(Problem to work on)
Once the line containing "# paths use fill-rule evenodd" is found in the records below, return it and each following line exactly, up to and including the line containing "M 483 297 L", and nothing else.

Collected data entries:
----
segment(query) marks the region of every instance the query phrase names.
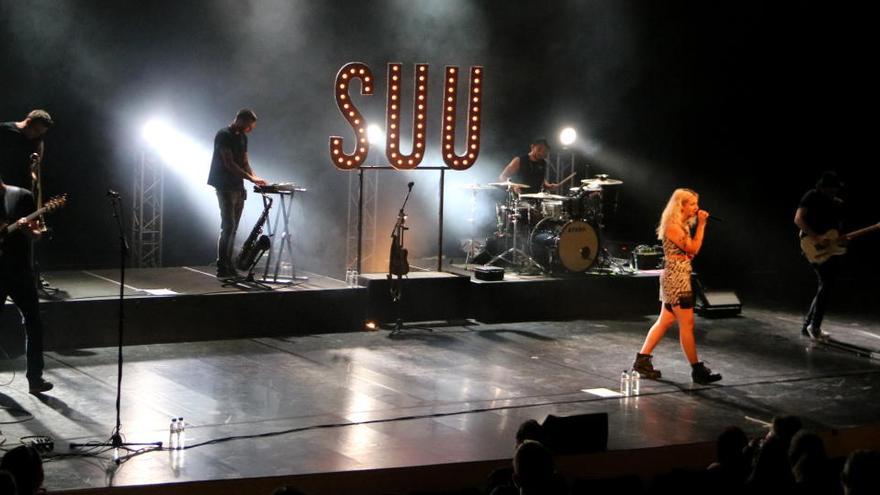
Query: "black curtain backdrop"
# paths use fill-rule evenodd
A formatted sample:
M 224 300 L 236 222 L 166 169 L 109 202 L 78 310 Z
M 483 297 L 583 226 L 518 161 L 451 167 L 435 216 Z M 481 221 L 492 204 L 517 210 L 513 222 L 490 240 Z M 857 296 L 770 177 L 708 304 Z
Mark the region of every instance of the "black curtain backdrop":
M 385 64 L 402 62 L 407 75 L 431 64 L 433 122 L 443 66 L 480 64 L 483 149 L 467 174 L 450 174 L 450 187 L 493 179 L 530 138 L 555 141 L 570 124 L 594 145 L 576 151 L 580 169 L 625 181 L 610 240 L 650 242 L 672 189 L 692 187 L 725 220 L 710 225 L 698 258 L 708 285 L 798 300 L 812 274 L 792 219 L 822 170 L 846 182 L 851 227 L 880 221 L 869 139 L 876 30 L 867 14 L 811 2 L 4 1 L 0 120 L 46 108 L 57 121 L 46 188 L 68 192 L 70 205 L 41 246 L 44 266 L 112 267 L 104 192 L 130 200 L 143 122 L 162 115 L 210 147 L 238 108 L 252 107 L 257 171 L 310 189 L 298 206 L 301 267 L 338 276 L 348 175 L 331 165 L 327 138 L 350 131 L 333 101 L 336 71 L 354 60 L 372 67 L 376 96 L 358 102 L 381 122 Z M 436 130 L 429 136 L 435 155 L 425 165 L 439 165 Z M 407 180 L 383 182 L 380 217 L 393 222 Z M 219 219 L 196 212 L 191 182 L 169 173 L 165 187 L 166 264 L 209 263 Z M 414 208 L 433 225 L 436 193 L 427 179 L 419 188 Z M 465 227 L 454 207 L 447 213 L 452 252 Z M 380 237 L 386 230 L 380 224 Z M 413 238 L 416 255 L 433 254 L 433 235 Z M 876 294 L 878 247 L 880 235 L 852 246 L 844 285 L 855 299 Z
----
(Result)
# paths use fill-rule evenodd
A formatted sample:
M 224 300 L 236 222 L 166 169 L 109 202 L 78 310 Z
M 483 297 L 583 226 L 518 161 L 451 167 L 435 216 Z M 481 221 L 492 204 L 517 210 L 513 222 L 490 240 Z M 857 296 L 770 177 L 708 304 Z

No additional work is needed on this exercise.